**Required action**
A verbatim repetition of the data below is requested, without images.

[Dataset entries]
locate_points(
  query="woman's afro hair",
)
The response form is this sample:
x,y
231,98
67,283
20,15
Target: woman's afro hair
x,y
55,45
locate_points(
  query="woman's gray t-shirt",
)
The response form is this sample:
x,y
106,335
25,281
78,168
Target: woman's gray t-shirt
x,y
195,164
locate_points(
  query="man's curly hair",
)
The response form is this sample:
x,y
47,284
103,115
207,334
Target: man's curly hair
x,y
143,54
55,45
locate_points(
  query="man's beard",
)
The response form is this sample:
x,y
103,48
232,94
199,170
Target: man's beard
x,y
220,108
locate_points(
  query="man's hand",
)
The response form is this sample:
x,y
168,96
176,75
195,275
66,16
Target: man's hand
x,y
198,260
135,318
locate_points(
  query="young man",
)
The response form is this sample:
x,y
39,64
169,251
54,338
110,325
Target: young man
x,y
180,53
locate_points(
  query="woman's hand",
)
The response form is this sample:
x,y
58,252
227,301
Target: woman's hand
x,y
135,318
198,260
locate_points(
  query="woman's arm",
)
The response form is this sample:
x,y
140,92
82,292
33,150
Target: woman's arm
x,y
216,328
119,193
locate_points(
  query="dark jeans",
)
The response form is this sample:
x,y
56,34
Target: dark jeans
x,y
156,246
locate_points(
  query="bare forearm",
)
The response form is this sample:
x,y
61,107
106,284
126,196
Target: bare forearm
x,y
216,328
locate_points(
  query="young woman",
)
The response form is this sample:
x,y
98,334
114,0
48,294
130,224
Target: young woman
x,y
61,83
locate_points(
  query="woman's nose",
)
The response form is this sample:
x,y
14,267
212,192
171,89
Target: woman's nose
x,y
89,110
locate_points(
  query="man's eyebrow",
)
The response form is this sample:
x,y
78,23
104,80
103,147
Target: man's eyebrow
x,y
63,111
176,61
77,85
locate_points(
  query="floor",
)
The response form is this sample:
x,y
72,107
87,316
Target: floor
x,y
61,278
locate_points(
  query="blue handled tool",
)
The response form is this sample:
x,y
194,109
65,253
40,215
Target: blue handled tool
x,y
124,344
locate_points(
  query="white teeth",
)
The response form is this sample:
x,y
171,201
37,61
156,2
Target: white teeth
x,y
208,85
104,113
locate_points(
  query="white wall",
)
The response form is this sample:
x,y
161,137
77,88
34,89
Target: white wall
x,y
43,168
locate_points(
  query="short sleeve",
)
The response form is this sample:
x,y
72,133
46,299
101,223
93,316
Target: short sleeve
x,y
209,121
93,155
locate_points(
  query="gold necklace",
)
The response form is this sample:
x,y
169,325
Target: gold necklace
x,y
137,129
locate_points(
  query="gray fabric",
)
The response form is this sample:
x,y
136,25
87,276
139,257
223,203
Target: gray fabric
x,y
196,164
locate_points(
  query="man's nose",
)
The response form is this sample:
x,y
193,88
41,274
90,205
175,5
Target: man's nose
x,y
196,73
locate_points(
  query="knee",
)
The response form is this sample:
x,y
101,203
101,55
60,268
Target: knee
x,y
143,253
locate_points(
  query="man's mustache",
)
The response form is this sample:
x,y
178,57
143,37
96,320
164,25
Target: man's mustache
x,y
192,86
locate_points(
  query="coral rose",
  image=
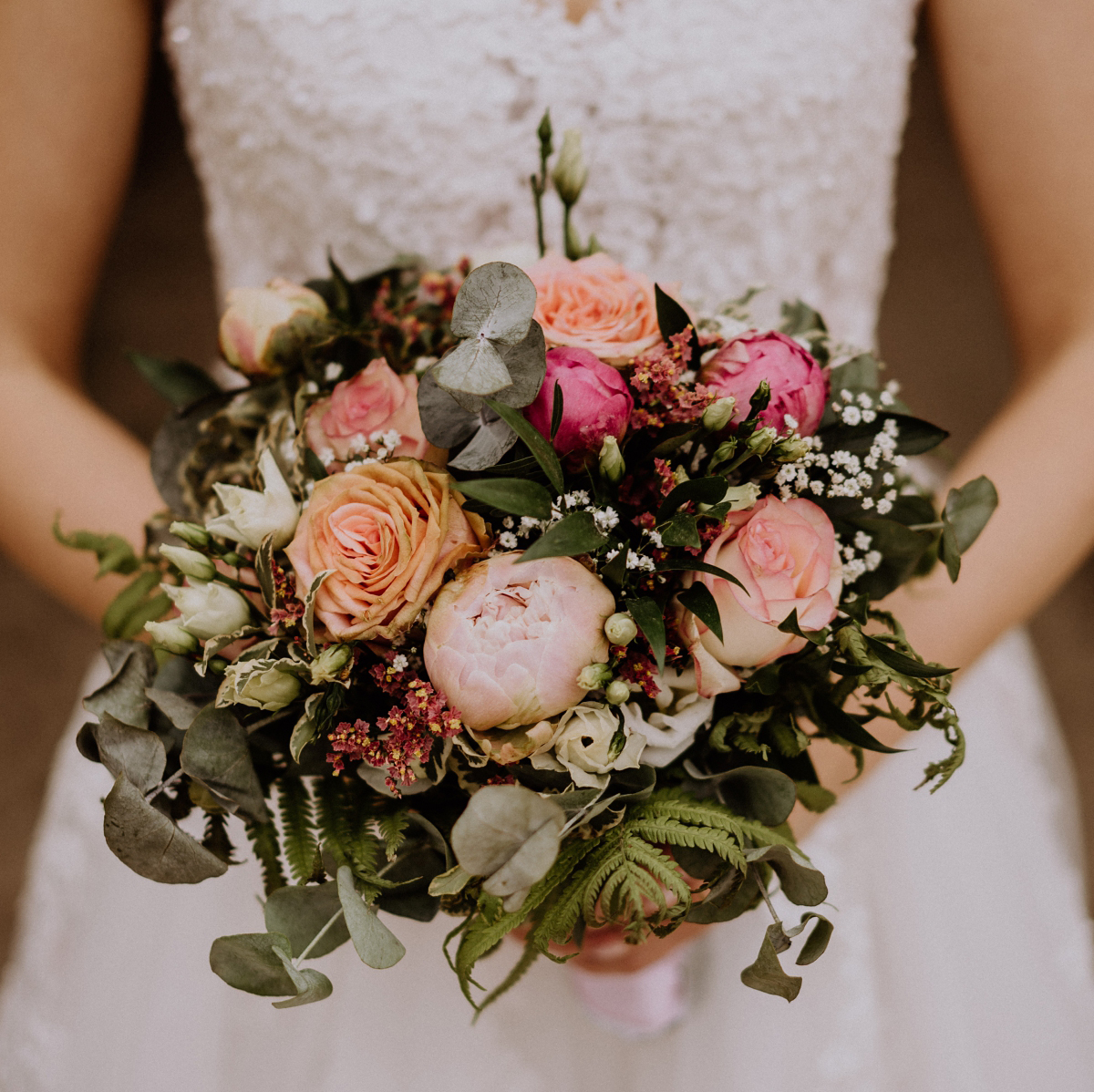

**Finished exercise**
locate_points(
  query="woman's afro hair",
)
The response form is this sample:
x,y
231,98
67,283
20,15
Target: woman's afro hair
x,y
55,45
locate_points(
  query="woman's gray t-shirt",
)
The response form is this sample:
x,y
106,335
25,281
78,168
Target: woman's gray t-shirt
x,y
195,164
locate_points(
  query="man's curly hair",
)
The response form is this sample:
x,y
47,284
103,115
207,334
Target: man's curly hair
x,y
143,54
55,45
locate_points(
  query="man's beard",
)
The response form is this sample:
x,y
103,48
232,94
199,170
Target: man's beard
x,y
220,108
locate_points(
  query="man's hand",
)
The response form is this sample:
x,y
168,96
176,75
195,275
66,16
Target: man's hand
x,y
198,260
135,318
locate_points(
  query="young man",
)
The response form is this sample:
x,y
39,64
169,251
54,338
110,325
Target: young man
x,y
180,53
locate_points(
  query="woman's hand",
)
The response form is this sample:
x,y
58,252
227,301
Target: woman's hand
x,y
135,318
198,260
locate_points(
  query="woman's arm",
)
The response form is this sample:
x,y
140,92
82,292
33,150
Target: woman's arm
x,y
216,328
119,193
locate_points(
  query="dark jeans",
)
The response form is this sample:
x,y
56,34
Target: dark jeans
x,y
156,246
locate_points(
  query="bare forearm",
)
The response form is this sample:
x,y
61,107
106,284
126,196
Target: bare forearm
x,y
216,328
locate_points(
  query="young woman",
)
The response form is this sample:
x,y
98,334
114,0
48,294
130,224
Target: young woman
x,y
61,83
locate_points(
  query="woman's nose",
)
The response form is this sample:
x,y
14,267
212,192
171,89
Target: woman's nose
x,y
89,110
locate_points(
  query="man's eyebrow",
)
The response form is this sample:
x,y
78,23
104,80
103,147
Target: man's eyebrow
x,y
63,111
176,61
77,85
locate_points(
  query="floor",
)
The response form is this sample:
x,y
72,107
87,316
Target: floor
x,y
61,278
locate_points(
  query="blue handled tool",
)
The response form is this sample:
x,y
194,109
65,253
40,215
Target: blue handled tool
x,y
124,344
locate_points(
  query="white teeth",
)
The response form is this sample:
x,y
171,201
37,61
156,2
Target: white teeth
x,y
208,85
104,113
locate_points(
  query="white wall",
)
The response form is this sample:
x,y
161,137
77,88
34,89
Target: white wall
x,y
43,168
locate_points(
  query="short sleeve",
)
The response form is this sample:
x,y
72,133
46,299
101,223
93,316
Target: short sleeve
x,y
209,121
93,155
locate_points(
  query="gold necklace",
)
The response form is this sample:
x,y
169,325
Target: gold necklace
x,y
137,129
locate_points(
  query="gray fabric",
)
The response form is this sample:
x,y
136,25
87,276
139,257
223,203
Target: gray fabric
x,y
196,164
locate_points(
  query="man's nose",
)
The response form is this sample:
x,y
193,88
41,274
90,205
175,5
Target: man's nose
x,y
196,73
locate_points(
  query="knee",
)
The response form is this sample:
x,y
101,203
101,55
60,268
Target: knee
x,y
143,253
locate_points(
  query="man's mustache",
)
The response form is this sample:
x,y
178,57
143,37
96,320
164,25
Target: man's mustache
x,y
192,86
locate_points(
  query="coral rose",
  image=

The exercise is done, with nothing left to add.